» YOUR OBJECTIVE:
Render every line of the listing below as a numbered list, omitting any blank lines.

── DATA PROVIDED

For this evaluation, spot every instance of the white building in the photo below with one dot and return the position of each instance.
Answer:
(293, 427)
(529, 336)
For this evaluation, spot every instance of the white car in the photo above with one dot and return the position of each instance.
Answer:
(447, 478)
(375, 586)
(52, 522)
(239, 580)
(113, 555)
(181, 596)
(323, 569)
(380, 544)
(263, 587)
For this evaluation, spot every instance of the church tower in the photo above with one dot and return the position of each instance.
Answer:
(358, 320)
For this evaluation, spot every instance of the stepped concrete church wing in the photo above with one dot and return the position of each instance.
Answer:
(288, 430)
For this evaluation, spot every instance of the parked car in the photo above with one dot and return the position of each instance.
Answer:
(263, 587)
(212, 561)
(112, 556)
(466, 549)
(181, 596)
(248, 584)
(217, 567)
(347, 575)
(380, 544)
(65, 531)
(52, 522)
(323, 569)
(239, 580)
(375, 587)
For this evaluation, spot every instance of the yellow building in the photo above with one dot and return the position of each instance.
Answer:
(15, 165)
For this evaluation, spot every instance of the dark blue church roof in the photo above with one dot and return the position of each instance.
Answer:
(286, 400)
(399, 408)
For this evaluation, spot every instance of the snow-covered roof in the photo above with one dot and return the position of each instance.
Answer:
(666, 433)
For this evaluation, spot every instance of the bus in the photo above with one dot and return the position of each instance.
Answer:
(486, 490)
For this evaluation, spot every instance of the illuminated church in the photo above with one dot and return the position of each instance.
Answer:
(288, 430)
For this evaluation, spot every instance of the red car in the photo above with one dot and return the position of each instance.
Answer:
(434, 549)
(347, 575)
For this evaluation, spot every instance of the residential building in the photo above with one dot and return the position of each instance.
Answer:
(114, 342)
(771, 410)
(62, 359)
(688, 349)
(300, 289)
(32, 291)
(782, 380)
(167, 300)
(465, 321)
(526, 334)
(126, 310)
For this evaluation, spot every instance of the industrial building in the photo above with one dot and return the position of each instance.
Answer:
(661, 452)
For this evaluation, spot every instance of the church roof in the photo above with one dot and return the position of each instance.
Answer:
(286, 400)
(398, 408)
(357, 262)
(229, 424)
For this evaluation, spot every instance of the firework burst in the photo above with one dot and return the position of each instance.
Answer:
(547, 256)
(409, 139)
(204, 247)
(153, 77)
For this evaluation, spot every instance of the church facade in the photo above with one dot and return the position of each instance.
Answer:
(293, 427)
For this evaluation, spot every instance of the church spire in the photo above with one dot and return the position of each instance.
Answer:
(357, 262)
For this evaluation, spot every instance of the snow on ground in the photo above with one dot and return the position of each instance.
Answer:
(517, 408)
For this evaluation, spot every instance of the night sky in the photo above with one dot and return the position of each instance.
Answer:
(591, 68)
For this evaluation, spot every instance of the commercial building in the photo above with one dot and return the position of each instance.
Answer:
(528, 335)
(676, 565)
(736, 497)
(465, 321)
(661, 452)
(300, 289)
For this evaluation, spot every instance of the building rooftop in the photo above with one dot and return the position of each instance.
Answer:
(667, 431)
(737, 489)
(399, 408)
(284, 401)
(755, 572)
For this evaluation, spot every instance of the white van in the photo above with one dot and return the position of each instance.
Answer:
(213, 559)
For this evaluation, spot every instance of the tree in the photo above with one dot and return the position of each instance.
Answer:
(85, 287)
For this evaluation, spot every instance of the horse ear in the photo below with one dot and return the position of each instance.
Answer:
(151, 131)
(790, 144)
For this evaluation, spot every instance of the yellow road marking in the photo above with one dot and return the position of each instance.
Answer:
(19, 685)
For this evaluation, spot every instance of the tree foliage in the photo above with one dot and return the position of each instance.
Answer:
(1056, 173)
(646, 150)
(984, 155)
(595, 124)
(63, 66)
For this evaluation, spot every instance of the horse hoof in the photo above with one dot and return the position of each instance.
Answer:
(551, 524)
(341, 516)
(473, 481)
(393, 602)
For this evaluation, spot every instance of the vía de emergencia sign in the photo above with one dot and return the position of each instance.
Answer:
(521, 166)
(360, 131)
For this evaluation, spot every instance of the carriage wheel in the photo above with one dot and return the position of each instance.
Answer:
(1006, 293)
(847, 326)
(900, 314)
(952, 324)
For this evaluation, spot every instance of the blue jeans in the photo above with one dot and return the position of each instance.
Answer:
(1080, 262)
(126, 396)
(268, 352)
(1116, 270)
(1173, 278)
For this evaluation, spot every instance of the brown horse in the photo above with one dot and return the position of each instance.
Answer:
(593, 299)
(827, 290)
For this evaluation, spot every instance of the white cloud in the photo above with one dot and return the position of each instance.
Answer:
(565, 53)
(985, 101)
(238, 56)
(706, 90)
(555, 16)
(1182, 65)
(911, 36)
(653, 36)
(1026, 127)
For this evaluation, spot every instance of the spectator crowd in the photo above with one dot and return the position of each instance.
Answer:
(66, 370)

────

» TASK RESPONSE:
1. For this evaluation, spot every instance of the white building in the photo below with one dot and return the position of each instance.
2. Answer:
3. (293, 427)
4. (529, 336)
5. For this evaluation, spot every instance of the white car in the photo above with one dot and return the position of each instance.
6. Answer:
7. (447, 478)
8. (375, 586)
9. (52, 522)
10. (239, 580)
11. (113, 555)
12. (181, 596)
13. (323, 569)
14. (380, 544)
15. (263, 587)
16. For this evaluation, spot every instance of the church tower in the photo above with one dot and return the position of each instance.
17. Answer:
18. (358, 320)
19. For this evaluation, spot every instance of the stepped concrete church wing in the photo above with one dot and return the position of each instance.
20. Answer:
21. (288, 430)
22. For this evaluation, spot every instance of the parked car in the photo above with one dot and return the position of each instance.
23. Answer:
24. (263, 587)
25. (212, 561)
26. (112, 556)
27. (466, 549)
28. (181, 596)
29. (248, 584)
30. (217, 567)
31. (347, 575)
32. (380, 544)
33. (65, 531)
34. (52, 522)
35. (323, 569)
36. (239, 580)
37. (375, 587)
38. For this evaluation, spot every instance of the yellow building in the photo above with one dot and return the position of each instance.
39. Answer:
40. (15, 165)
41. For this evaluation, spot every instance of the dark blue church roof in the photo above with one dot and return the position of each instance.
42. Answer:
43. (286, 400)
44. (399, 408)
45. For this evaluation, spot every instance of the snow-covered roof in the photo above with one dot and return the position of each instance.
46. Answer:
47. (666, 433)
48. For this evaluation, spot every instance of the bus in the photo above with one dot and return the position of each instance.
49. Answer:
50. (486, 490)
51. For this evaluation, spot every instance of the illuminated church in the photo above with one dot and return the position of each instance.
52. Answer:
53. (288, 430)
54. For this evaluation, spot every instance of the red car in the photo above with one dot and return the position of each instance.
55. Answer:
56. (434, 549)
57. (347, 575)
58. For this evaluation, spot every instance of the residential building in the photo above with one dot and return the position of each instance.
59. Answer:
60. (114, 342)
61. (771, 410)
62. (62, 359)
63. (688, 349)
64. (300, 289)
65. (32, 291)
66. (782, 380)
67. (167, 300)
68. (465, 321)
69. (526, 334)
70. (126, 310)
71. For this evaluation, spot every instance of the industrial building in the photo above with one dot and return the position of each instance.
72. Answer:
73. (661, 452)
74. For this evaluation, spot every instance of the church roof in the photo above with one dot and return the position of each instance.
75. Answer:
76. (286, 400)
77. (398, 408)
78. (357, 262)
79. (229, 424)
80. For this evaluation, spot every instance of the firework burst in the photo above with one dot and return the position of each instance.
81. Answer:
82. (547, 256)
83. (409, 139)
84. (204, 247)
85. (153, 77)
86. For this evaluation, spot every instance of the church facade in the photo above with one dot and return the position of each instance.
87. Answer:
88. (293, 427)
89. For this evaluation, spot every instance of the church spire in the photo above with one dot and return the position of each instance.
90. Answer:
91. (357, 262)
92. For this evaluation, spot every instance of the snow on ground in the photo above with one dot and return the position of each instance.
93. Answer:
94. (517, 408)
95. For this evaluation, spot every instance of the night sky in the photo above with one dot and return the position of each instance.
96. Answer:
97. (591, 68)
98. For this evaluation, spot every instance of the commercial building in the photo above with one dot and return the position of each instance.
99. Answer:
100. (528, 335)
101. (676, 565)
102. (736, 497)
103. (465, 321)
104. (661, 452)
105. (300, 289)
106. For this evaluation, spot every instance of the building rooftop in the photo above with one dot and return the position of each instance.
107. Answer:
108. (667, 431)
109. (737, 489)
110. (399, 408)
111. (284, 401)
112. (755, 572)
113. For this evaluation, spot every instance of the white van in the photo above with one dot and return the position of each instance.
114. Answer:
115. (213, 559)
116. For this evaluation, spot every instance of the tree in the photo above with one dot and return the position of each instance.
117. Answer:
118. (85, 287)
119. For this evaluation, spot every instance of the horse ear in the photo below with one dot and return the position of each instance.
120. Answer:
121. (151, 131)
122. (790, 144)
123. For this evaluation, spot every instance of the yellow road marking in the photo above with one dot and return the position of each instance.
124. Answer:
125. (19, 685)
126. For this evaluation, spot every instance of the tree foliage in the photo above with one dot and return the position of each instance.
127. Answer:
128. (1056, 173)
129. (646, 150)
130. (984, 155)
131. (595, 124)
132. (63, 66)
133. For this evaluation, spot every instance of the horse hoof in the photo above with one dot and return the position of each instance.
134. Answer:
135. (551, 524)
136. (341, 516)
137. (473, 481)
138. (393, 602)
139. For this evaluation, spot every instance of the vía de emergencia sign in the photo above with one dot and return the position of each instance.
140. Answer:
141. (521, 166)
142. (360, 131)
143. For this evaluation, spot every instance of the carriage wheel in the photo above with one dot and return the position of each instance.
144. Answer:
145. (1006, 293)
146. (847, 326)
147. (900, 314)
148. (952, 324)
149. For this evaluation, spot every instance of the blue jeans in the photo above with one dot and return the position of each instance.
150. Answer:
151. (1080, 262)
152. (126, 396)
153. (268, 352)
154. (1116, 270)
155. (1173, 278)
156. For this evaluation, spot every instance of the brown horse in the photo above with one dot and return the position of each instance.
157. Answer:
158. (593, 299)
159. (827, 290)
160. For this evaluation, spot every instance of the white cloud in the photo above with one dot and return the position of each instance.
161. Answer:
162. (565, 53)
163. (985, 101)
164. (238, 56)
165. (706, 90)
166. (555, 16)
167. (1182, 65)
168. (911, 36)
169. (653, 36)
170. (1026, 127)
171. For this evaluation, spot every instance of the spectator crowd in the photo above with one dot and return the position of each instance.
172. Answer:
173. (66, 370)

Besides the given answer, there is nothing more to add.